# Entries supplied
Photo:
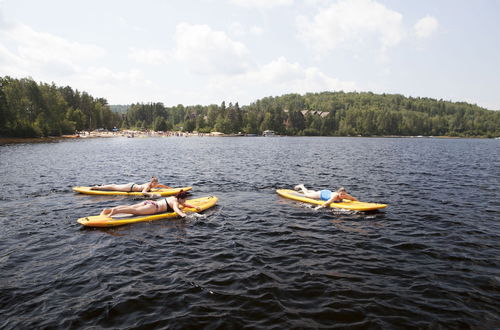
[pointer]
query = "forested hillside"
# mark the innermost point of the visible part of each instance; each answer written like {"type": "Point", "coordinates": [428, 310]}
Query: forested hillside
{"type": "Point", "coordinates": [327, 113]}
{"type": "Point", "coordinates": [31, 109]}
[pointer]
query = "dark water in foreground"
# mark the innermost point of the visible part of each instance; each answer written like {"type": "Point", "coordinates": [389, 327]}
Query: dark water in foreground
{"type": "Point", "coordinates": [430, 260]}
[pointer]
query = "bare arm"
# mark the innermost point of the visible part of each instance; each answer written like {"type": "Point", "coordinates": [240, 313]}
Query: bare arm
{"type": "Point", "coordinates": [177, 210]}
{"type": "Point", "coordinates": [349, 197]}
{"type": "Point", "coordinates": [163, 186]}
{"type": "Point", "coordinates": [192, 206]}
{"type": "Point", "coordinates": [151, 195]}
{"type": "Point", "coordinates": [328, 202]}
{"type": "Point", "coordinates": [147, 188]}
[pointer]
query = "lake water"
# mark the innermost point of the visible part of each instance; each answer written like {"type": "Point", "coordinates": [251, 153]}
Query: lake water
{"type": "Point", "coordinates": [430, 260]}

# Your goal
Edit the rows above by replacing "innermost" with "central" everywhere it appears, leaving everything else unchanged. Omit the pictures from your answer.

# Completed exercise
Photo:
[pointer]
query = "forested hillside"
# mark the central point of the visible part of each instance; each answer written like {"type": "Point", "coordinates": [428, 310]}
Query: forested hillside
{"type": "Point", "coordinates": [327, 113]}
{"type": "Point", "coordinates": [31, 109]}
[pointer]
query = "dark water in foreground"
# mark the central point of the visible part of each instance; each answer written like {"type": "Point", "coordinates": [389, 327]}
Query: dark water in foreground
{"type": "Point", "coordinates": [430, 260]}
[pointer]
query = "bare arm"
# mark the central point of the visible part of each instance; each answer written like {"type": "Point", "coordinates": [240, 313]}
Query: bare arm
{"type": "Point", "coordinates": [177, 210]}
{"type": "Point", "coordinates": [349, 197]}
{"type": "Point", "coordinates": [163, 186]}
{"type": "Point", "coordinates": [192, 206]}
{"type": "Point", "coordinates": [151, 195]}
{"type": "Point", "coordinates": [328, 202]}
{"type": "Point", "coordinates": [147, 188]}
[pointer]
query = "lake water"
# mark the central point of the visible part of each instance; each answer written like {"type": "Point", "coordinates": [251, 153]}
Query: lake water
{"type": "Point", "coordinates": [430, 260]}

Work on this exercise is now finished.